◆ **INSTRUCTIONS TO FOLLOW**:
Copy each line exactly.

◆ **EXTRACTED ENTRIES**:
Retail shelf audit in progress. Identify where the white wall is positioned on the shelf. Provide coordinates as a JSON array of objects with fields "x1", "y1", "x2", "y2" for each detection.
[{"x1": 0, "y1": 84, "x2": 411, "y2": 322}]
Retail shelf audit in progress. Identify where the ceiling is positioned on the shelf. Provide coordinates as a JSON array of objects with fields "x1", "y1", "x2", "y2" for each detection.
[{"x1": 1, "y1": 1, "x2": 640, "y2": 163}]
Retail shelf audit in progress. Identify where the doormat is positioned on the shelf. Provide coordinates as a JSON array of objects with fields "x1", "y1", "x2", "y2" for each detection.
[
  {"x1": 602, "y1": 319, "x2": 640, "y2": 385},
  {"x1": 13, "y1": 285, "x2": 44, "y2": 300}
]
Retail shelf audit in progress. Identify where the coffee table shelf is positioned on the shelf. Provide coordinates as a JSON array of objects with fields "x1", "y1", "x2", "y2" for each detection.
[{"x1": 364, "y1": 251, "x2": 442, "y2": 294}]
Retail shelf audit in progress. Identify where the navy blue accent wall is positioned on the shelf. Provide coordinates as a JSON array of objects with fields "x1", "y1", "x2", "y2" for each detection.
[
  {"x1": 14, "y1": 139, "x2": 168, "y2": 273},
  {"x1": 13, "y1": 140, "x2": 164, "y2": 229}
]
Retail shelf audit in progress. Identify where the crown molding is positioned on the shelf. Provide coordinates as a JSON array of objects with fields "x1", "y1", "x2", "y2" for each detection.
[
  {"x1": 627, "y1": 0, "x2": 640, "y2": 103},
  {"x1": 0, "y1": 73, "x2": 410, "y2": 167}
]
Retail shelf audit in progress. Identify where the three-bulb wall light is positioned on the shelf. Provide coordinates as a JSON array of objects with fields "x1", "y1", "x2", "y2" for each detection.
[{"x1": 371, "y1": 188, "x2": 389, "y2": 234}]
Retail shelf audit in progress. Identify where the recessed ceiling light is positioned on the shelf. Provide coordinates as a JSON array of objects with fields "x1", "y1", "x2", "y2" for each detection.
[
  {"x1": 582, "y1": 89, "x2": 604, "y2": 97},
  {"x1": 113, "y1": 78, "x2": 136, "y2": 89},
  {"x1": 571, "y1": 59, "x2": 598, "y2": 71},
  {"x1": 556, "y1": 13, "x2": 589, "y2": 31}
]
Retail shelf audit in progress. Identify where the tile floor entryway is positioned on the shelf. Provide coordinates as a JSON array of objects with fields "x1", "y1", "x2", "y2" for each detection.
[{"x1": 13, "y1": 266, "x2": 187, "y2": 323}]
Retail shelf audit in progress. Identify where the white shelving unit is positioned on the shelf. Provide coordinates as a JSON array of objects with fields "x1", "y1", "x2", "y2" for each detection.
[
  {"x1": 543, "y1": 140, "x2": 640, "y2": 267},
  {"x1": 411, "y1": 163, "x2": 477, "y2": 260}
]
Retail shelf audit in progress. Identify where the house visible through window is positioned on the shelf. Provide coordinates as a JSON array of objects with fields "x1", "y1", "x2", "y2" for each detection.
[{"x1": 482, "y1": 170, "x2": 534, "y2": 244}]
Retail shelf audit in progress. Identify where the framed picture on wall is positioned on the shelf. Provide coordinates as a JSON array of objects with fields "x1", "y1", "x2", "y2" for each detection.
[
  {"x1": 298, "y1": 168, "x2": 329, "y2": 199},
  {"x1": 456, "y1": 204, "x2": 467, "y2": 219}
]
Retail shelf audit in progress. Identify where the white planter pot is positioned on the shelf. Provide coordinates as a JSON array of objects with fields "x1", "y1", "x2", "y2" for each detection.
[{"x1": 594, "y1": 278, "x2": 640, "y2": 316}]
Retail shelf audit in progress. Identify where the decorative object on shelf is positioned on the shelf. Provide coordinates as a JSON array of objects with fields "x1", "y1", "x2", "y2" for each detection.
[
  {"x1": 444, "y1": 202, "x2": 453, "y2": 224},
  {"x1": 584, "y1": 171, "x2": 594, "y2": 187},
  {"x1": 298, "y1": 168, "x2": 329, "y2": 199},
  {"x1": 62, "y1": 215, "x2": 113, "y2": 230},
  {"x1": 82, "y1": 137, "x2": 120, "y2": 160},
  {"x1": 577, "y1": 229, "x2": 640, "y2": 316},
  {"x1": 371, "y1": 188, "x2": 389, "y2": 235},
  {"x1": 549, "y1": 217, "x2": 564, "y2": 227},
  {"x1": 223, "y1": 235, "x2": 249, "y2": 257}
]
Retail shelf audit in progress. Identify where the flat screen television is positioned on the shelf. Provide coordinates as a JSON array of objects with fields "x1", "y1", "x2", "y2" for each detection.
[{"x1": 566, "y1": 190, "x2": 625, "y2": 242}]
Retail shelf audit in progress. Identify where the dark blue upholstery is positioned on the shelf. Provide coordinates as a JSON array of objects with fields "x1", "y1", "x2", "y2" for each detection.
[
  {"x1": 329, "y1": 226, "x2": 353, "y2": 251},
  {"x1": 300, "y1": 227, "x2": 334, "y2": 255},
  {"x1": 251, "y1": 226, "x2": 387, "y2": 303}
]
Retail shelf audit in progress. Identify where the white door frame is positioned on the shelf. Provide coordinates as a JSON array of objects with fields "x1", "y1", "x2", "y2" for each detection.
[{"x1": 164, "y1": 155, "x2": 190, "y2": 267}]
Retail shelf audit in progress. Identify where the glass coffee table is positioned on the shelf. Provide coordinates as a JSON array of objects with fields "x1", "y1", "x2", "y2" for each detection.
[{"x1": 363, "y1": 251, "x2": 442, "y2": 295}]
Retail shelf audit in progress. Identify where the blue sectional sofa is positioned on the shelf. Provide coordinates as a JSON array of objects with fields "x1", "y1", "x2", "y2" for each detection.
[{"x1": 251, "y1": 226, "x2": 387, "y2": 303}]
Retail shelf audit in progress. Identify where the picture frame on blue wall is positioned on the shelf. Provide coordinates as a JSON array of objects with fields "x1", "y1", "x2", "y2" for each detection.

◆ **OUTPUT FOR THIS TASK**:
Retail shelf audit in progress. Identify where the white wall is positioned on the shelf. Provide coordinates as a JSON array of objects with fields "x1", "y1", "x2", "y2" for each detection.
[{"x1": 0, "y1": 84, "x2": 411, "y2": 322}]
Retail shelf audit in progress. Identify where the ceiling is positioned on the shelf. Provide coordinates as a JSON array of objects with fields "x1", "y1", "x2", "y2" for each detection.
[{"x1": 1, "y1": 1, "x2": 640, "y2": 163}]
Retail shelf audit in progress. Identify where the doormat is positioned on the shelf. Provide coordinates as a JSON array of objects with fields "x1", "y1", "x2", "y2" for each detection.
[
  {"x1": 602, "y1": 319, "x2": 640, "y2": 385},
  {"x1": 13, "y1": 285, "x2": 44, "y2": 300}
]
Retail shelf audit in progress. Identify where the coffee table shelf is positioned on the shelf. Provide coordinates as a JSON array of objects with fields "x1", "y1", "x2", "y2" for each detection.
[{"x1": 364, "y1": 251, "x2": 442, "y2": 294}]
Retail shelf audit in progress. Identify where the navy blue accent wall is positioned on the shelf. Provide coordinates as a JSON array of objects with fields "x1", "y1", "x2", "y2" for each detection.
[
  {"x1": 14, "y1": 139, "x2": 168, "y2": 273},
  {"x1": 13, "y1": 140, "x2": 164, "y2": 229}
]
Retail shelf audit in progress. Identify where the crown molding is positioned on the shelf. Provide coordinates as a JSON array of objects with fields "x1", "y1", "x2", "y2" for each detection.
[
  {"x1": 627, "y1": 0, "x2": 640, "y2": 103},
  {"x1": 0, "y1": 73, "x2": 410, "y2": 167}
]
Retail shelf audit in progress. Identify where the three-bulb wall light is positioned on the shelf. Provide coordinates as a JSON array of objects with fields "x1", "y1", "x2", "y2" for each detection.
[{"x1": 371, "y1": 188, "x2": 389, "y2": 234}]
Retail shelf audit in progress. Identify where the recessed ceiling light is positioned on the shelf. Provide coordinates as a JSON array of objects with fields "x1", "y1", "x2", "y2" for each detection.
[
  {"x1": 582, "y1": 89, "x2": 604, "y2": 97},
  {"x1": 113, "y1": 78, "x2": 136, "y2": 89},
  {"x1": 571, "y1": 59, "x2": 598, "y2": 71},
  {"x1": 556, "y1": 13, "x2": 589, "y2": 31}
]
Retail shelf audit in progress. Identify where the tile floor entryway is positioned on the shelf. Provide coordinates as a JSON array of objects with fields "x1", "y1", "x2", "y2" for each detection.
[{"x1": 13, "y1": 266, "x2": 187, "y2": 323}]
Retail shelf audit in progress. Identify where the white shelving unit is positioned on the shelf. Provide coordinates as a JSON array of objects with fields "x1", "y1", "x2", "y2" for each detection.
[
  {"x1": 543, "y1": 140, "x2": 640, "y2": 267},
  {"x1": 411, "y1": 163, "x2": 477, "y2": 260}
]
Retail shelf audit in progress. Identify where the house visible through window is positioned on the shelf. Provide coordinates as a JSON array of objects with fields "x1", "y1", "x2", "y2" for each detection.
[{"x1": 482, "y1": 170, "x2": 534, "y2": 244}]
Retail shelf audit in progress. Identify where the framed picture on wall is positioned on the shelf. Provide coordinates as a JSON array of objects with fields "x1", "y1", "x2", "y2" for each detection.
[
  {"x1": 298, "y1": 168, "x2": 329, "y2": 199},
  {"x1": 456, "y1": 204, "x2": 467, "y2": 219}
]
Retail shelf audit in progress. Identify where the white planter pot is positioned on the shelf. Provide coordinates as a JSON array of objects with fields "x1", "y1", "x2", "y2" for each detection.
[{"x1": 594, "y1": 278, "x2": 640, "y2": 316}]
Retail shelf audit in progress. Identify where the decorative object on shelf is positioned on the shelf. Provide coordinates as a JSON array of objects with fields "x1", "y1", "x2", "y2" for each detection.
[
  {"x1": 444, "y1": 202, "x2": 453, "y2": 224},
  {"x1": 584, "y1": 171, "x2": 594, "y2": 187},
  {"x1": 298, "y1": 168, "x2": 329, "y2": 199},
  {"x1": 62, "y1": 215, "x2": 113, "y2": 230},
  {"x1": 82, "y1": 137, "x2": 120, "y2": 160},
  {"x1": 577, "y1": 229, "x2": 640, "y2": 316},
  {"x1": 371, "y1": 188, "x2": 389, "y2": 235},
  {"x1": 549, "y1": 217, "x2": 564, "y2": 227},
  {"x1": 223, "y1": 235, "x2": 249, "y2": 257}
]
Retail shelf audit in progress. Identify where the flat screen television is positioned on the shelf. Provide coordinates as a JSON array of objects with fields "x1", "y1", "x2", "y2" for each detection.
[{"x1": 566, "y1": 190, "x2": 625, "y2": 242}]
Retail shelf audit in progress. Identify where the dark blue upholstery is positioned on the shelf. Provide coordinates as a JSON array of objects with fields "x1", "y1", "x2", "y2" for each detection.
[
  {"x1": 329, "y1": 226, "x2": 353, "y2": 251},
  {"x1": 300, "y1": 227, "x2": 334, "y2": 255},
  {"x1": 251, "y1": 226, "x2": 387, "y2": 303}
]
Retail shelf audit in progress. Identify where the white door frame is positioned on the shelf. Provide coordinates as a JSON array of objects with fields "x1", "y1", "x2", "y2" for each detection.
[{"x1": 164, "y1": 155, "x2": 190, "y2": 267}]
Retail shelf audit in progress. Identify where the glass coffee table is positioned on the shelf. Provide coordinates as a JSON array of objects with fields "x1", "y1", "x2", "y2" for each detection.
[{"x1": 363, "y1": 251, "x2": 442, "y2": 295}]
Retail shelf audit in progress. Identify where the blue sectional sofa is positioned on the shelf. Provide coordinates as a JSON array of objects with fields "x1", "y1", "x2", "y2" for each detection.
[{"x1": 251, "y1": 226, "x2": 387, "y2": 303}]
Retail shelf audit in progress. Identify where the picture frame on blue wall is positioned on the shelf. Provide coordinates as a JSON array of objects with fields "x1", "y1", "x2", "y2" for each detection.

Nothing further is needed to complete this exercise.